(Referring expression pointing data)

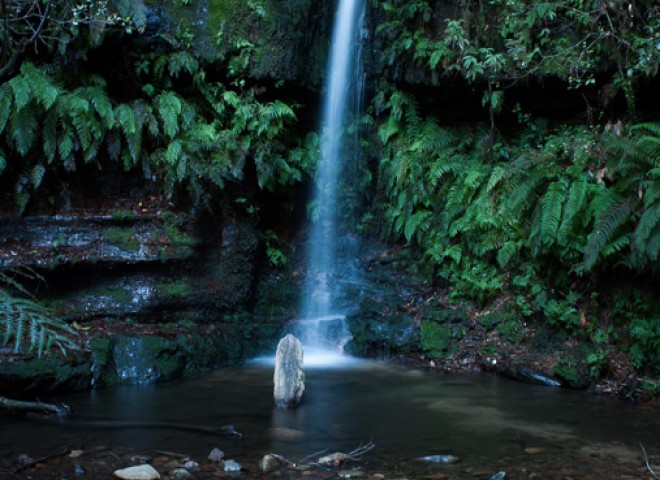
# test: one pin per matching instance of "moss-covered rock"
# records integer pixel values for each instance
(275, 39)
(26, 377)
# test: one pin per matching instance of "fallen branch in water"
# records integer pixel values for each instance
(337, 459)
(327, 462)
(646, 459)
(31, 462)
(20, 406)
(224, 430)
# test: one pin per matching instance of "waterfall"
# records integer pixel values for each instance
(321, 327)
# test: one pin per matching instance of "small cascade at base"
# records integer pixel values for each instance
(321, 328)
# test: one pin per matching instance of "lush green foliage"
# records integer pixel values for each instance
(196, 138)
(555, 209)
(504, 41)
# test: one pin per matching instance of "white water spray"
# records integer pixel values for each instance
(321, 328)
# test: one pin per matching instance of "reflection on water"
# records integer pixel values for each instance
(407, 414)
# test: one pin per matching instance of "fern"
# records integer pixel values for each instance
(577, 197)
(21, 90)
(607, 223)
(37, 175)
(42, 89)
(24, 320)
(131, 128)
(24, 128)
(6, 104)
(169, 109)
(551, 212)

* **TASK INSTRUCTIONS**
From top to bottom, restate the records above exactly and omit every picture.

* **EXPECTED OUTPUT**
# test: one pin per matching instance of "moss-covered rock"
# records integer pixel values for each instance
(275, 39)
(26, 377)
# test: one pin per matching instance of "fallen branch in water"
# records integer pixel values for each instance
(337, 459)
(327, 462)
(646, 459)
(31, 462)
(20, 406)
(224, 430)
# test: one pin per matching instance of "waterfall"
# records integer pixel values for each instance
(321, 327)
# test: one pin per matching instance of "small cascade at base"
# records integer pixel values for each instance
(321, 328)
# test: one pin per matching instance of "lush green foliage"
# records integer pixel values for each instance
(196, 138)
(555, 209)
(504, 41)
# test: one pin per matching instance of "white water spray"
# records integer pixel values for each instance
(321, 328)
# test: one pin per matching instance of "reflection on water"
# records integer pixel values for each instance
(407, 414)
# test: one pin per matching instance of "fern"
# records integer pixel values for each instance
(577, 197)
(21, 90)
(607, 223)
(37, 175)
(42, 89)
(24, 320)
(131, 128)
(24, 128)
(6, 104)
(169, 109)
(551, 212)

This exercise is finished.